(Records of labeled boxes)
= = = = =

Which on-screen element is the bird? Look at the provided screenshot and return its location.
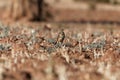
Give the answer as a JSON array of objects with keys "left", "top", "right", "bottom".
[{"left": 56, "top": 29, "right": 65, "bottom": 43}]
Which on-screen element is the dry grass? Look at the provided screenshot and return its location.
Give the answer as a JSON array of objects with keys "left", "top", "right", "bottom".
[{"left": 0, "top": 24, "right": 120, "bottom": 80}]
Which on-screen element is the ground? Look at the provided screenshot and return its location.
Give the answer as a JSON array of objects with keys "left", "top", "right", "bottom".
[{"left": 0, "top": 0, "right": 120, "bottom": 80}]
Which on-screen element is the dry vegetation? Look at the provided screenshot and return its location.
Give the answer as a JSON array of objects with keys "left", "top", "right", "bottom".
[{"left": 0, "top": 24, "right": 120, "bottom": 80}]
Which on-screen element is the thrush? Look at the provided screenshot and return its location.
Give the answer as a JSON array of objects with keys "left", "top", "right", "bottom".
[{"left": 56, "top": 30, "right": 65, "bottom": 43}]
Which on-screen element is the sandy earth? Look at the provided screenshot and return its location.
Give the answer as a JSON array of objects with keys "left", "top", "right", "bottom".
[{"left": 0, "top": 0, "right": 120, "bottom": 80}]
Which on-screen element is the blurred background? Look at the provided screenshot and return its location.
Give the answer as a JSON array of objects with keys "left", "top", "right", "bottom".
[{"left": 0, "top": 0, "right": 120, "bottom": 24}]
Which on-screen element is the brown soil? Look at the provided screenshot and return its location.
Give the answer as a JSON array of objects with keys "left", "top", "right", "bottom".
[{"left": 0, "top": 0, "right": 120, "bottom": 80}]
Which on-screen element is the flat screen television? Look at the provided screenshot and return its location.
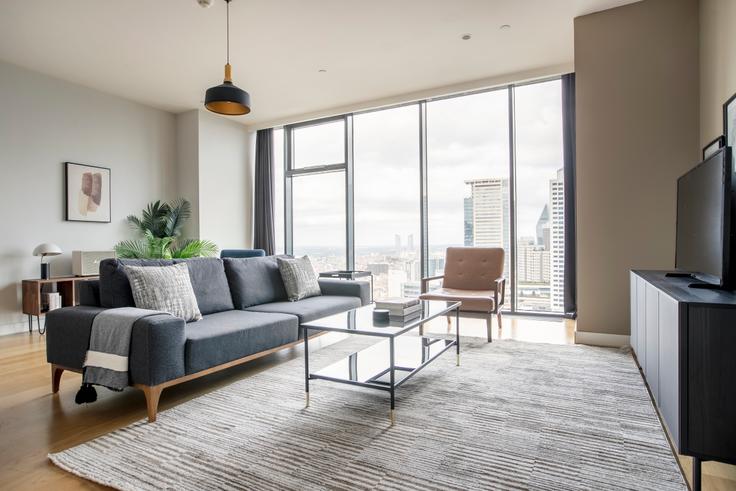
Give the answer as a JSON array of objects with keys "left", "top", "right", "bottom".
[{"left": 675, "top": 147, "right": 736, "bottom": 288}]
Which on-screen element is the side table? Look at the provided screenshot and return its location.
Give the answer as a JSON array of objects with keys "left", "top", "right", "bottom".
[
  {"left": 23, "top": 276, "right": 98, "bottom": 334},
  {"left": 319, "top": 269, "right": 373, "bottom": 303}
]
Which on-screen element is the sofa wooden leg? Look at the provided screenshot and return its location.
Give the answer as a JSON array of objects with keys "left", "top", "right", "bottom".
[
  {"left": 140, "top": 385, "right": 163, "bottom": 423},
  {"left": 51, "top": 365, "right": 64, "bottom": 394}
]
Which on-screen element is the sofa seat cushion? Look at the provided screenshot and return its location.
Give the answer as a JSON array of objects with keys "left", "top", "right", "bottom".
[
  {"left": 247, "top": 295, "right": 360, "bottom": 323},
  {"left": 184, "top": 310, "right": 299, "bottom": 374}
]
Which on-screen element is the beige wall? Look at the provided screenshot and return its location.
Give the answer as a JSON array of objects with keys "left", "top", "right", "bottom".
[
  {"left": 700, "top": 0, "right": 736, "bottom": 147},
  {"left": 575, "top": 0, "right": 700, "bottom": 335}
]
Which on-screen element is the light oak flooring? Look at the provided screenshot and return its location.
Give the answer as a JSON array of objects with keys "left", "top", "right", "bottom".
[{"left": 0, "top": 316, "right": 736, "bottom": 491}]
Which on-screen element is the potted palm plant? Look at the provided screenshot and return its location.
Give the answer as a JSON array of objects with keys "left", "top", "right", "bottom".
[{"left": 115, "top": 198, "right": 218, "bottom": 259}]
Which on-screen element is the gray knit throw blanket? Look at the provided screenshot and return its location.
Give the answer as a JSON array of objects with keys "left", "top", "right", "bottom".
[{"left": 77, "top": 307, "right": 169, "bottom": 403}]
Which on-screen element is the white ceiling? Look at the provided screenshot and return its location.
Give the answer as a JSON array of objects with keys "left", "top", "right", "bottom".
[{"left": 0, "top": 0, "right": 635, "bottom": 124}]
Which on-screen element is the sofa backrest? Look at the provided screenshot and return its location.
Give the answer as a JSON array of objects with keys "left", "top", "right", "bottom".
[
  {"left": 223, "top": 256, "right": 286, "bottom": 309},
  {"left": 100, "top": 257, "right": 233, "bottom": 315}
]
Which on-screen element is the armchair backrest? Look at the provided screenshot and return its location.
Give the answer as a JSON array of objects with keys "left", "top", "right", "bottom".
[{"left": 442, "top": 247, "right": 504, "bottom": 290}]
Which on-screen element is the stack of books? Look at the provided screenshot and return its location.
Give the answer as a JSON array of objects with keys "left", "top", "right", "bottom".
[{"left": 376, "top": 298, "right": 422, "bottom": 323}]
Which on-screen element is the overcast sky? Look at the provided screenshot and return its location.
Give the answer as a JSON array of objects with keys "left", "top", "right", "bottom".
[{"left": 275, "top": 80, "right": 563, "bottom": 252}]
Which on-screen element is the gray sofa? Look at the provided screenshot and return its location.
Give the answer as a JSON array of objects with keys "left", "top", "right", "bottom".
[{"left": 46, "top": 256, "right": 370, "bottom": 421}]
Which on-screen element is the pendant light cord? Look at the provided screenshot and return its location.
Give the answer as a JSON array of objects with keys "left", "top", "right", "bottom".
[{"left": 225, "top": 0, "right": 230, "bottom": 65}]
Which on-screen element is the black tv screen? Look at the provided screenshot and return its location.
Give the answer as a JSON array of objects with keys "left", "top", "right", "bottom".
[{"left": 675, "top": 147, "right": 733, "bottom": 286}]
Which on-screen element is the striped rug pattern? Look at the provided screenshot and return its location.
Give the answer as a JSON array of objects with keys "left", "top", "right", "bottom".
[{"left": 50, "top": 339, "right": 687, "bottom": 491}]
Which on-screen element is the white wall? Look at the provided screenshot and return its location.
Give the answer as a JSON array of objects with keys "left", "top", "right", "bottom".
[
  {"left": 199, "top": 111, "right": 253, "bottom": 249},
  {"left": 176, "top": 109, "right": 199, "bottom": 239},
  {"left": 0, "top": 62, "right": 176, "bottom": 333}
]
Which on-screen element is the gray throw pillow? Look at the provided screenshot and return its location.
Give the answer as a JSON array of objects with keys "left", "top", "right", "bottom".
[
  {"left": 276, "top": 256, "right": 322, "bottom": 302},
  {"left": 124, "top": 263, "right": 202, "bottom": 322}
]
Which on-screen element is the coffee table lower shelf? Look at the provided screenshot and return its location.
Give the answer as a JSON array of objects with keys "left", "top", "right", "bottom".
[{"left": 307, "top": 336, "right": 460, "bottom": 424}]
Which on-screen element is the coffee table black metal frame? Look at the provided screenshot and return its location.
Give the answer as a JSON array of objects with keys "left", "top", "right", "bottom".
[{"left": 301, "top": 300, "right": 461, "bottom": 424}]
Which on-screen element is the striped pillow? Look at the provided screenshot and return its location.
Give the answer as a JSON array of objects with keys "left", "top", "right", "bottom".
[
  {"left": 276, "top": 256, "right": 322, "bottom": 302},
  {"left": 123, "top": 263, "right": 202, "bottom": 322}
]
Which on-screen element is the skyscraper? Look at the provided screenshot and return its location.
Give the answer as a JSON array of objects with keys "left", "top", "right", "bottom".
[
  {"left": 537, "top": 205, "right": 549, "bottom": 250},
  {"left": 463, "top": 196, "right": 473, "bottom": 247},
  {"left": 465, "top": 178, "right": 510, "bottom": 272},
  {"left": 549, "top": 169, "right": 565, "bottom": 311}
]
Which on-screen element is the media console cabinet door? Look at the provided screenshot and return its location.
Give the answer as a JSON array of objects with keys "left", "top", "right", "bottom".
[
  {"left": 635, "top": 276, "right": 647, "bottom": 368},
  {"left": 686, "top": 305, "right": 736, "bottom": 463},
  {"left": 629, "top": 271, "right": 639, "bottom": 355},
  {"left": 644, "top": 283, "right": 659, "bottom": 400},
  {"left": 657, "top": 292, "right": 684, "bottom": 448}
]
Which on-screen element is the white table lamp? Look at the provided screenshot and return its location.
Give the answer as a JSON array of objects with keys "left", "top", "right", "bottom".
[{"left": 33, "top": 242, "right": 61, "bottom": 280}]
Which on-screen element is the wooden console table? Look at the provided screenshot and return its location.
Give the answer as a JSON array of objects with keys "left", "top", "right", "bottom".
[{"left": 23, "top": 276, "right": 98, "bottom": 334}]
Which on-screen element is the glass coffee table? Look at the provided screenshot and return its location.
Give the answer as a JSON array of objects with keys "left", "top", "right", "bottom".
[{"left": 301, "top": 300, "right": 460, "bottom": 424}]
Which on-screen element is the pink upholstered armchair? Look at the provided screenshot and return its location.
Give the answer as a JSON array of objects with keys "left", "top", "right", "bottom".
[{"left": 419, "top": 247, "right": 506, "bottom": 343}]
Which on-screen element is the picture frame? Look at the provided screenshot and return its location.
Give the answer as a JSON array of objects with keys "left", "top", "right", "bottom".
[
  {"left": 64, "top": 162, "right": 112, "bottom": 223},
  {"left": 703, "top": 135, "right": 726, "bottom": 160},
  {"left": 723, "top": 94, "right": 736, "bottom": 167}
]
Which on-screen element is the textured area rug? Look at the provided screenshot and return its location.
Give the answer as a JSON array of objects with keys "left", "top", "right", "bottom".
[{"left": 50, "top": 339, "right": 687, "bottom": 491}]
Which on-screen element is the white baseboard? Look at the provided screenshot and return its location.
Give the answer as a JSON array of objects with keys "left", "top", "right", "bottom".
[
  {"left": 575, "top": 331, "right": 629, "bottom": 348},
  {"left": 0, "top": 317, "right": 32, "bottom": 336}
]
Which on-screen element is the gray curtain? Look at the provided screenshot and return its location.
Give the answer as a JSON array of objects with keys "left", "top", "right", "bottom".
[
  {"left": 562, "top": 73, "right": 578, "bottom": 318},
  {"left": 253, "top": 128, "right": 276, "bottom": 256}
]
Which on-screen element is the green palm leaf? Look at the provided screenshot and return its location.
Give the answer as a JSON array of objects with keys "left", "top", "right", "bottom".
[
  {"left": 115, "top": 198, "right": 219, "bottom": 259},
  {"left": 165, "top": 198, "right": 192, "bottom": 237},
  {"left": 171, "top": 239, "right": 219, "bottom": 259}
]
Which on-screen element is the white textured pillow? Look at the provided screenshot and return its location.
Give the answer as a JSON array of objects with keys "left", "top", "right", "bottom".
[
  {"left": 276, "top": 256, "right": 322, "bottom": 302},
  {"left": 124, "top": 263, "right": 202, "bottom": 322}
]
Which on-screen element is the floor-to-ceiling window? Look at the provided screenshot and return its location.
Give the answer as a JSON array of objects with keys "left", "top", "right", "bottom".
[
  {"left": 427, "top": 89, "right": 511, "bottom": 288},
  {"left": 274, "top": 79, "right": 565, "bottom": 313},
  {"left": 273, "top": 129, "right": 286, "bottom": 254},
  {"left": 353, "top": 104, "right": 421, "bottom": 298},
  {"left": 514, "top": 80, "right": 565, "bottom": 312},
  {"left": 285, "top": 118, "right": 347, "bottom": 271}
]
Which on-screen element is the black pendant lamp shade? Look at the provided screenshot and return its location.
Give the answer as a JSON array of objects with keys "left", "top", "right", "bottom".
[
  {"left": 204, "top": 0, "right": 250, "bottom": 116},
  {"left": 204, "top": 63, "right": 250, "bottom": 116}
]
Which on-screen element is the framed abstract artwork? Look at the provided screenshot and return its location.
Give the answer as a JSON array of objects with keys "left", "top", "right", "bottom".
[
  {"left": 703, "top": 135, "right": 723, "bottom": 160},
  {"left": 64, "top": 162, "right": 111, "bottom": 223},
  {"left": 723, "top": 94, "right": 736, "bottom": 166}
]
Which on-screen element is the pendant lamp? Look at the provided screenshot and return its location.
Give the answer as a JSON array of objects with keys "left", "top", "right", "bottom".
[{"left": 204, "top": 0, "right": 250, "bottom": 116}]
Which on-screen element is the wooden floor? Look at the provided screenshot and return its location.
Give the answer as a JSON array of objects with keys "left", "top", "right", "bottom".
[{"left": 0, "top": 316, "right": 736, "bottom": 490}]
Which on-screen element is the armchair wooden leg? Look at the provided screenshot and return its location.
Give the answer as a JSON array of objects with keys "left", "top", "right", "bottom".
[
  {"left": 140, "top": 385, "right": 163, "bottom": 423},
  {"left": 51, "top": 365, "right": 64, "bottom": 394}
]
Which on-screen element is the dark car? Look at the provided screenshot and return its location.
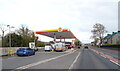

= = = = =

Work instructions: Pick out each row above that contains the word "gray", and copy every one of those rows.

Solved problem:
Which on-screen element is the gray knit throw blanket? Look at the provided screenshot and return its location.
Which on-screen element is the gray sofa? Look at the provided screenshot and return its location.
Which on-screen element is the gray throw pillow? Look at the provided screenshot and return its location.
Which on-screen element is the gray curtain? Look at the provided screenshot and return its location.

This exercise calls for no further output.